▸ **SHORT TASK**: Render every line of the material below as a numbered list, one line per item, and leave out any blank lines.

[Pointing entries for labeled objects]
◇ ◇ ◇

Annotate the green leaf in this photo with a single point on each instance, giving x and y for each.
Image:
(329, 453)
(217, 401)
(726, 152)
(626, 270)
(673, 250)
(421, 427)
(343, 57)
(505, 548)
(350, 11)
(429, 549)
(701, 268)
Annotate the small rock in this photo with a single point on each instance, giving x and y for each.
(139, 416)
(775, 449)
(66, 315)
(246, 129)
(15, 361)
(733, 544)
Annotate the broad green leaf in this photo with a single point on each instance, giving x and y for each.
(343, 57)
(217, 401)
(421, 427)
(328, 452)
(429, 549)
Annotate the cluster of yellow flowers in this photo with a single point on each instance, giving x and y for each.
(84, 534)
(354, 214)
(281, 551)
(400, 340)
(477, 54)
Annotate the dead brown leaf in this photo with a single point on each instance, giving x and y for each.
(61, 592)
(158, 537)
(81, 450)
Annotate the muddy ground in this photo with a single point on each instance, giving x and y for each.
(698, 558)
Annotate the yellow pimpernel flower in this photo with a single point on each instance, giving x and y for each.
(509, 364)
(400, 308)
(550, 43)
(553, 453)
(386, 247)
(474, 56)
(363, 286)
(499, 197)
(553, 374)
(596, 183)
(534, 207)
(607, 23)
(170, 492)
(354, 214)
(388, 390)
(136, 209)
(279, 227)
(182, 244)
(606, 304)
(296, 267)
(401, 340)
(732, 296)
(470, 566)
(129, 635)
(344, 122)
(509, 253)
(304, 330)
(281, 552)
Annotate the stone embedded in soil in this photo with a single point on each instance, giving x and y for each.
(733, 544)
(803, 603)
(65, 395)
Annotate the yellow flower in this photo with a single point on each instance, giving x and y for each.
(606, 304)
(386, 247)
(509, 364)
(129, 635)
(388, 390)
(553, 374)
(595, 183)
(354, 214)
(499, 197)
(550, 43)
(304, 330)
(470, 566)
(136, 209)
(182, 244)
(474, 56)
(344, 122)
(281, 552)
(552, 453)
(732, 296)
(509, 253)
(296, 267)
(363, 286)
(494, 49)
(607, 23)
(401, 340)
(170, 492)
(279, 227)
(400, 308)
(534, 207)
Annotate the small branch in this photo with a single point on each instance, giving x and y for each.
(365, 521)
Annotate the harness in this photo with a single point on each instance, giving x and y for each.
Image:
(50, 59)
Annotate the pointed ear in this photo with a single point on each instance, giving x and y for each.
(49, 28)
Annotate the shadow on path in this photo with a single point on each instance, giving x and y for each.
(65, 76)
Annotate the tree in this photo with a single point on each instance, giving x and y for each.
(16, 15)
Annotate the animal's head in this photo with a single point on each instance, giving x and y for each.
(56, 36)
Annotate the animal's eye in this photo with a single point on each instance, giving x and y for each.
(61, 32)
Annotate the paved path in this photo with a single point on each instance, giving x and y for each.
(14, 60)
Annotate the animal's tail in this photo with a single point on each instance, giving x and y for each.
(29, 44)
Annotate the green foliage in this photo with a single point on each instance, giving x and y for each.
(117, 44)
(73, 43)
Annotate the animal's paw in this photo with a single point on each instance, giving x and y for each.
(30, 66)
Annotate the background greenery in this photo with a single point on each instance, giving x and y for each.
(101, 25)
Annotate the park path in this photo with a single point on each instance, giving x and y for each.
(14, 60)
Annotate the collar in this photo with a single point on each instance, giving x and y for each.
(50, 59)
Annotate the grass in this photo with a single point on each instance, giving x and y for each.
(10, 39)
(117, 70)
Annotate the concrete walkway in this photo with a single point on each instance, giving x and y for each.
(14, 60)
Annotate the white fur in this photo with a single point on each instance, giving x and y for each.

◇ ◇ ◇

▸ **SOLUTION TO THIS EXERCISE**:
1. Annotate the green leaf in this photo with a single point on each instance, giving x and y for each.
2. Image:
3. (329, 453)
4. (217, 401)
5. (726, 152)
6. (626, 270)
7. (673, 250)
8. (421, 427)
9. (343, 57)
10. (505, 548)
11. (350, 11)
12. (429, 549)
13. (701, 268)
14. Annotate the small rock in this photo with a single point on each instance, giving x and y for each.
15. (139, 416)
16. (775, 449)
17. (66, 315)
18. (246, 129)
19. (15, 361)
20. (733, 544)
21. Annotate the broad green leaf in this photo with a single point on each instance, giving x and y for each.
22. (343, 57)
23. (217, 401)
24. (421, 427)
25. (328, 452)
26. (429, 549)
27. Annotate the cluster of yellow flowers in this photo with a single point on each instance, giving x and y for each.
28. (84, 534)
29. (354, 214)
30. (281, 551)
31. (400, 340)
32. (477, 54)
33. Annotate the dead brown leaf in this photo with a single point on each instance, giving x and y for each.
34. (61, 592)
35. (158, 537)
36. (81, 450)
37. Annotate the muddy ground in this photo with a single point on each instance, giving x and y for each.
38. (698, 558)
39. Annotate the yellow pimpernel flower in this photo with a single point on each instance, giving x and y for each.
40. (509, 364)
41. (400, 308)
42. (550, 43)
43. (553, 453)
44. (386, 247)
45. (474, 56)
46. (363, 286)
47. (499, 197)
48. (553, 374)
49. (596, 183)
50. (534, 207)
51. (607, 23)
52. (170, 492)
53. (354, 214)
54. (388, 390)
55. (136, 209)
56. (279, 227)
57. (182, 244)
58. (606, 304)
59. (296, 267)
60. (401, 340)
61. (732, 296)
62. (470, 566)
63. (129, 635)
64. (344, 122)
65. (509, 253)
66. (304, 330)
67. (281, 552)
68. Annotate the stone embedded in soil in this photo with a single point on each instance, giving x and y for each.
69. (733, 544)
70. (803, 603)
71. (65, 395)
72. Annotate the yellow flower in this photo with a single point on each instance, giving x and y for each.
73. (606, 304)
74. (386, 247)
75. (509, 364)
76. (129, 635)
77. (388, 390)
78. (553, 374)
79. (595, 183)
80. (354, 214)
81. (499, 197)
82. (550, 43)
83. (304, 330)
84. (470, 566)
85. (136, 209)
86. (182, 244)
87. (474, 56)
88. (344, 122)
89. (281, 552)
90. (552, 453)
91. (732, 296)
92. (509, 253)
93. (296, 267)
94. (363, 286)
95. (494, 49)
96. (607, 23)
97. (401, 340)
98. (170, 492)
99. (279, 227)
100. (400, 308)
101. (534, 207)
102. Annotate the small branch in this photo with a single point on each instance, giving x and y for each.
103. (365, 521)
104. Annotate the harness in this photo with a single point on each instance, giving x and y for each.
105. Image:
106. (50, 59)
107. Annotate the pointed ear in this photo with a single point on each instance, giving x and y for each.
108. (49, 28)
109. Annotate the shadow on path in this photo with a single point on each instance, giving x and y for each.
110. (65, 76)
111. Annotate the tree in this photo with a single point on each instance, giving x and y for each.
112. (16, 15)
113. Annotate the animal's head in this photo with a single point on each instance, giving x and y for each.
114. (56, 36)
115. Annotate the animal's eye in this photo with a single point on each instance, giving x and y for each.
116. (61, 32)
117. Annotate the paved path in this photo with a single point on each instance, giving x and y for each.
118. (14, 60)
119. Annotate the animal's tail in this photo with a single point on each instance, giving x and y for each.
120. (29, 44)
121. Annotate the green foliage in this photo with a single point on each instance, giving x and y for each.
122. (117, 44)
123. (73, 43)
124. Annotate the animal's paw in this photo with a single point on each instance, giving x and y for each.
125. (30, 66)
126. Annotate the background greenery in this photo with a single point on each instance, giving x and y for each.
127. (101, 25)
128. Annotate the park path in this photo with a single point on each instance, giving x and y for each.
129. (14, 60)
130. Annotate the collar in this photo with a single point on each instance, giving x and y for each.
131. (50, 59)
132. Annotate the grass in this photo with a single point on each instance, giving x and y for each.
133. (10, 39)
134. (117, 70)
135. Annotate the concrete walkway in this photo with a single point on each instance, giving x and y for each.
136. (14, 60)
137. Annotate the white fur in this photo with a single point on each instance, giving x and y for each.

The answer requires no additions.